=== ASSIGNED TASK ===
All lines below containing the string "foam" are to be copied.

Records from a dataset:
====
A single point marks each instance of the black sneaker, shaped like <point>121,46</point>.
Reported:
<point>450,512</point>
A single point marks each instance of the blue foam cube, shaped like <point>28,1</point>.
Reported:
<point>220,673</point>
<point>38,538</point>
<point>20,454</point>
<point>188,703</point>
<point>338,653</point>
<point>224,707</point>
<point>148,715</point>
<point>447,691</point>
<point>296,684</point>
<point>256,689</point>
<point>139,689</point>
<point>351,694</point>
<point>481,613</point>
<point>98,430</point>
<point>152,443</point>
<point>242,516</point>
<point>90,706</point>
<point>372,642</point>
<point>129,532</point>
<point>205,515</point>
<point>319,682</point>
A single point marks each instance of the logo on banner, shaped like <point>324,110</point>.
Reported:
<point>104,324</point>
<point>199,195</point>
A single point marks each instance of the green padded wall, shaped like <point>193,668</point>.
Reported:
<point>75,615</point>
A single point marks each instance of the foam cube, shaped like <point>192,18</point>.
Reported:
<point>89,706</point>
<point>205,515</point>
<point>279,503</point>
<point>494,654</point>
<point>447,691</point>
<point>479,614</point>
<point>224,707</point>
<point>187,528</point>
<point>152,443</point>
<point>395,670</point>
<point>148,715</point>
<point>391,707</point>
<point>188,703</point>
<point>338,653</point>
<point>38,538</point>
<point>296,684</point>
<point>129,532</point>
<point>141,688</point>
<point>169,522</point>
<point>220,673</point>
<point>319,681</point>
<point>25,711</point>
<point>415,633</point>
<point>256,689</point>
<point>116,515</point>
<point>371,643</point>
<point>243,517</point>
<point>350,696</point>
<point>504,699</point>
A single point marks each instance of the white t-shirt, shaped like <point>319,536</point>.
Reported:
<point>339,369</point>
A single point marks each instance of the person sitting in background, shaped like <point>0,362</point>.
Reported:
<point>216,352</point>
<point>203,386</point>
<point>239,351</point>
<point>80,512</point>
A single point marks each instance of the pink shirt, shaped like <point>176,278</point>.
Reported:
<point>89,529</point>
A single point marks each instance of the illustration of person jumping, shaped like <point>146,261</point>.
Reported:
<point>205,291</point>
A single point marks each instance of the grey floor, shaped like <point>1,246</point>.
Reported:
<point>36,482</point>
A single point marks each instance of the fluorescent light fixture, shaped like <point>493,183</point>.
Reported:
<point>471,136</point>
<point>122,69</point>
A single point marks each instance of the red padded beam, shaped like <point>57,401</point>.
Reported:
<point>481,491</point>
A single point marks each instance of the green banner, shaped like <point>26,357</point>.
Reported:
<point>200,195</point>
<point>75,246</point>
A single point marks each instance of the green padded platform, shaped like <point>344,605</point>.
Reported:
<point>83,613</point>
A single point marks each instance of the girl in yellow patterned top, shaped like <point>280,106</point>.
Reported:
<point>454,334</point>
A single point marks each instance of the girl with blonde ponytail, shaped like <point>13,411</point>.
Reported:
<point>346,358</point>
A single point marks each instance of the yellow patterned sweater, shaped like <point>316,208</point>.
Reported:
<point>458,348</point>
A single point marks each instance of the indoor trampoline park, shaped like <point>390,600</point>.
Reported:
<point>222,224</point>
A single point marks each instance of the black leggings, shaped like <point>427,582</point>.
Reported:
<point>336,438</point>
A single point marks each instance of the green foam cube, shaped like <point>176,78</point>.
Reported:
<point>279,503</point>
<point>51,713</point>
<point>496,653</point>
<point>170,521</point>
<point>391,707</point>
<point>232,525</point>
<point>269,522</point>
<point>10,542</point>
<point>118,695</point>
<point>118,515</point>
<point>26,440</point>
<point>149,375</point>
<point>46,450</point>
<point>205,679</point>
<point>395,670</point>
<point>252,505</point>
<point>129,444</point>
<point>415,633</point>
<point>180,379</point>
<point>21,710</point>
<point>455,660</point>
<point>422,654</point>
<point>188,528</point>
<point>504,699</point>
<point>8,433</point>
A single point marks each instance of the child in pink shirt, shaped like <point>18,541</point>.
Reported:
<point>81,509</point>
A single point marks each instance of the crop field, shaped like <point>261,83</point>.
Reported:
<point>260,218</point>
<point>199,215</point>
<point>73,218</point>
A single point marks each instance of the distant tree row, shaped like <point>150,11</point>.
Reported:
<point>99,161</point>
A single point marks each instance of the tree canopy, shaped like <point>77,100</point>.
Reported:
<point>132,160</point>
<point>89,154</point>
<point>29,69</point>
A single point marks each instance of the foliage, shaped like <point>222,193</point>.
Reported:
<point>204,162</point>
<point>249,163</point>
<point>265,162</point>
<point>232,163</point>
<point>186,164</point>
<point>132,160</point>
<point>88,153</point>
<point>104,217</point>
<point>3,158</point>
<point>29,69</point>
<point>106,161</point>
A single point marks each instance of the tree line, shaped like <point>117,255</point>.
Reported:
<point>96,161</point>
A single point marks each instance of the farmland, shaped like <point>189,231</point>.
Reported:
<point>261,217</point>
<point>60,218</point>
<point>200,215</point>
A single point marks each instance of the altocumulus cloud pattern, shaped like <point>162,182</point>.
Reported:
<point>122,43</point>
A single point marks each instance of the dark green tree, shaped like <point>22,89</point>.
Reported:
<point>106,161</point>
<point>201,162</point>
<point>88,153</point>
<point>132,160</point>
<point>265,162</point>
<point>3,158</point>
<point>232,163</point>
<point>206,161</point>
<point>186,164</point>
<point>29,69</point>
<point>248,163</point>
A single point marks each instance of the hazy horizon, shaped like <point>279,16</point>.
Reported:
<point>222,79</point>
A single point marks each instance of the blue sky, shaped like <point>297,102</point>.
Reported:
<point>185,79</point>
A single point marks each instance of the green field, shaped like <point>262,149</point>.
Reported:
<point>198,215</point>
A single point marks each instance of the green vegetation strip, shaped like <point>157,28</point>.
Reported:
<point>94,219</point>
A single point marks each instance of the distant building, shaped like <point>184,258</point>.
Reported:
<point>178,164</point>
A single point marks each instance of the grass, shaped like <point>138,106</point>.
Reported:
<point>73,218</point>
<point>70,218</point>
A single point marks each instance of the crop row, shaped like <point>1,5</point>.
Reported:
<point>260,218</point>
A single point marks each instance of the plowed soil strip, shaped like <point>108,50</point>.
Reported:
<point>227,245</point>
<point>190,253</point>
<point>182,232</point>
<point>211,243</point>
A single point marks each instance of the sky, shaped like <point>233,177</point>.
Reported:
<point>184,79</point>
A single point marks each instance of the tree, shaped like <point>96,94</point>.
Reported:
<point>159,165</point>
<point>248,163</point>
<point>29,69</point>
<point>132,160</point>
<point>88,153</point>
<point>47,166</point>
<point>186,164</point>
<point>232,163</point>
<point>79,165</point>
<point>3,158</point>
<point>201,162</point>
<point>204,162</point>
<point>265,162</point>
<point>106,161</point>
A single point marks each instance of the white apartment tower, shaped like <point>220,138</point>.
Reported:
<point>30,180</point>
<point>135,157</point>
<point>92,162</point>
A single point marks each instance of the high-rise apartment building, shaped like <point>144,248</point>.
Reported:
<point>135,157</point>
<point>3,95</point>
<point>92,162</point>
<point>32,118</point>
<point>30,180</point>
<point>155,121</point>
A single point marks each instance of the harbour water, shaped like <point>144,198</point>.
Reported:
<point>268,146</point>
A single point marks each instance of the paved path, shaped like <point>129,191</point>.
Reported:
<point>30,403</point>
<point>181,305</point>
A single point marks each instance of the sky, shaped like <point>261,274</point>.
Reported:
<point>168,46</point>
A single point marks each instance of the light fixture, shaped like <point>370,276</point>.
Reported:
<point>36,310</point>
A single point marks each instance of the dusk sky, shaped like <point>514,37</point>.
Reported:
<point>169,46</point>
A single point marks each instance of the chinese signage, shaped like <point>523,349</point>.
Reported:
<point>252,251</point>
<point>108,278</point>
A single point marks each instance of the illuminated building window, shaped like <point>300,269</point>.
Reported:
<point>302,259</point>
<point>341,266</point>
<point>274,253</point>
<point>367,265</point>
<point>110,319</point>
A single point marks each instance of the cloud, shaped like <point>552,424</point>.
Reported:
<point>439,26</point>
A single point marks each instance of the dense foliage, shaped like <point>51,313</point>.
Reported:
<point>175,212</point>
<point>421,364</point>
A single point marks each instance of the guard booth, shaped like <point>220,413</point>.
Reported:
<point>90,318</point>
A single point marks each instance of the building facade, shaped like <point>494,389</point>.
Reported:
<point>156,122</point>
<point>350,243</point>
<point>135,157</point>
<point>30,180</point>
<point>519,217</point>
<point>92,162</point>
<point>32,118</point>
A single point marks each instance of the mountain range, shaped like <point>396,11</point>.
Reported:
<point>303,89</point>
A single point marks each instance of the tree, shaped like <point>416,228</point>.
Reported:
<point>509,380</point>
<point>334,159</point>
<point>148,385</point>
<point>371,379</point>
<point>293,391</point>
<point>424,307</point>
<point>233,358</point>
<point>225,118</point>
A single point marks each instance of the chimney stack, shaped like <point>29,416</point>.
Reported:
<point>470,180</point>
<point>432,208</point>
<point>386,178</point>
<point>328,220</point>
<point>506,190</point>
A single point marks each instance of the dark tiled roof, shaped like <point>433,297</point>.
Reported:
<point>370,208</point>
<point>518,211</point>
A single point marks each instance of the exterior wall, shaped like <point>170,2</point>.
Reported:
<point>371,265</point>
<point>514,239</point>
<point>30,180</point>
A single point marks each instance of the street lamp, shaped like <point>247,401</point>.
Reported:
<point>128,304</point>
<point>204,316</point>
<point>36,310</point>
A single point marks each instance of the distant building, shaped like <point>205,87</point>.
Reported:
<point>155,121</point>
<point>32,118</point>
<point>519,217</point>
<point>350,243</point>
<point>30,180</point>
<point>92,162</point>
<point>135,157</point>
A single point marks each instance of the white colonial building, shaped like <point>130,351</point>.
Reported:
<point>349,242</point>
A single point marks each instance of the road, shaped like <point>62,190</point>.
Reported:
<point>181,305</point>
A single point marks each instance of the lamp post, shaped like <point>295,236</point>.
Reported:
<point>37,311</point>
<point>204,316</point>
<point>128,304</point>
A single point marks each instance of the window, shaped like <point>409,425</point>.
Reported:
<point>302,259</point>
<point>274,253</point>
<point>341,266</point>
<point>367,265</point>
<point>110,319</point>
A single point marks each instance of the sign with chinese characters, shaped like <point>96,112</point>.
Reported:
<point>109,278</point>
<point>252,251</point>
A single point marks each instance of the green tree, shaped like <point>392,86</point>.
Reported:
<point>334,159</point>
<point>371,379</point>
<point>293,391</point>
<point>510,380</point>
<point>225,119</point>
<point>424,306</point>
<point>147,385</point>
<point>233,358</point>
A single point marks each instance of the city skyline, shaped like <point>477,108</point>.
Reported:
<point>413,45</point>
====
=== WRITTEN RESPONSE ===
A single point marks each instance of the blue foam cube, shaped like <point>28,1</point>.
A single point marks each instance of the foam cube, shaped like <point>192,18</point>.
A single point marks each instance of the green foam cube, shaped like <point>176,78</point>.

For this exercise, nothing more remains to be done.